◆ Required action:
One exact copy of the listing, minus the images, is the required answer.

◆ Dataset extract:
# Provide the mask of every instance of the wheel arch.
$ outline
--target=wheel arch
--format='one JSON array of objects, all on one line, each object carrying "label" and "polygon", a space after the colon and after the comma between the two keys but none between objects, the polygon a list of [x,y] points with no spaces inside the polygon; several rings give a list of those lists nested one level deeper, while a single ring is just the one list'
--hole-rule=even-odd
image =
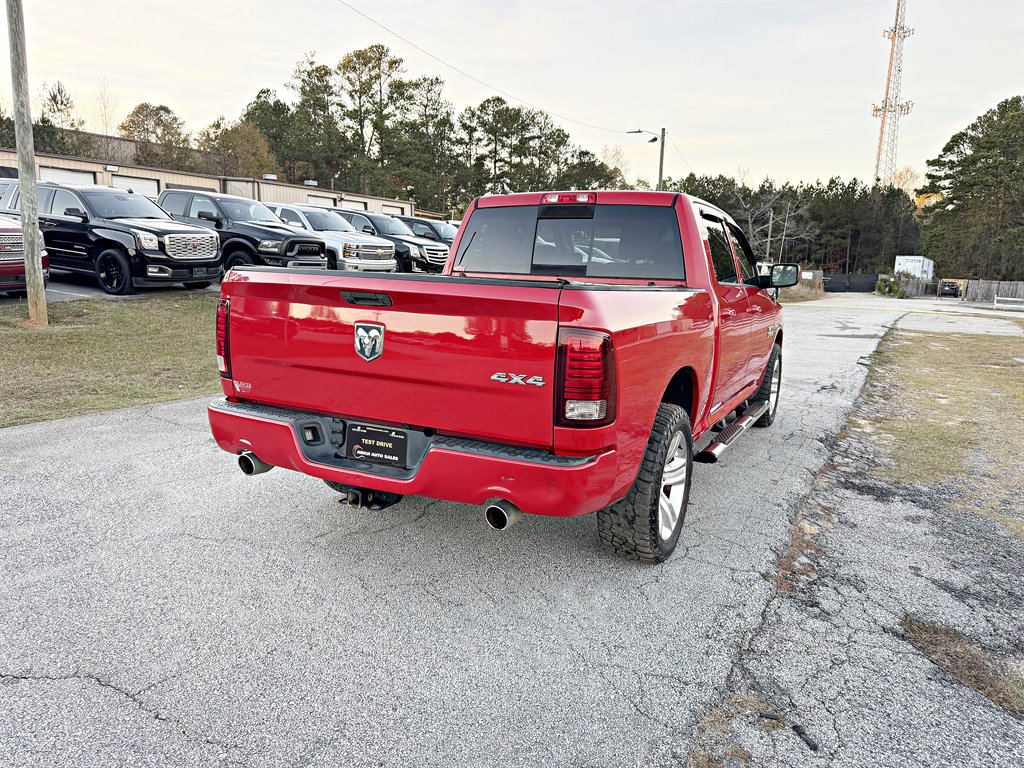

◆ Solution to this task:
# Provide the mask of every instance of the wheel arch.
$ outline
--target=wheel arch
--format='one JSON array of objects, all on one line, each object carrying "label" and "polygon", a space after the colon and after the comma between the two keys but none between objects, the polygon a list of [x,y] points with no spaces inside the polygon; several rings give a list of those lists nested one level deeper, while a single ring is just the one list'
--hole-rule=even-odd
image =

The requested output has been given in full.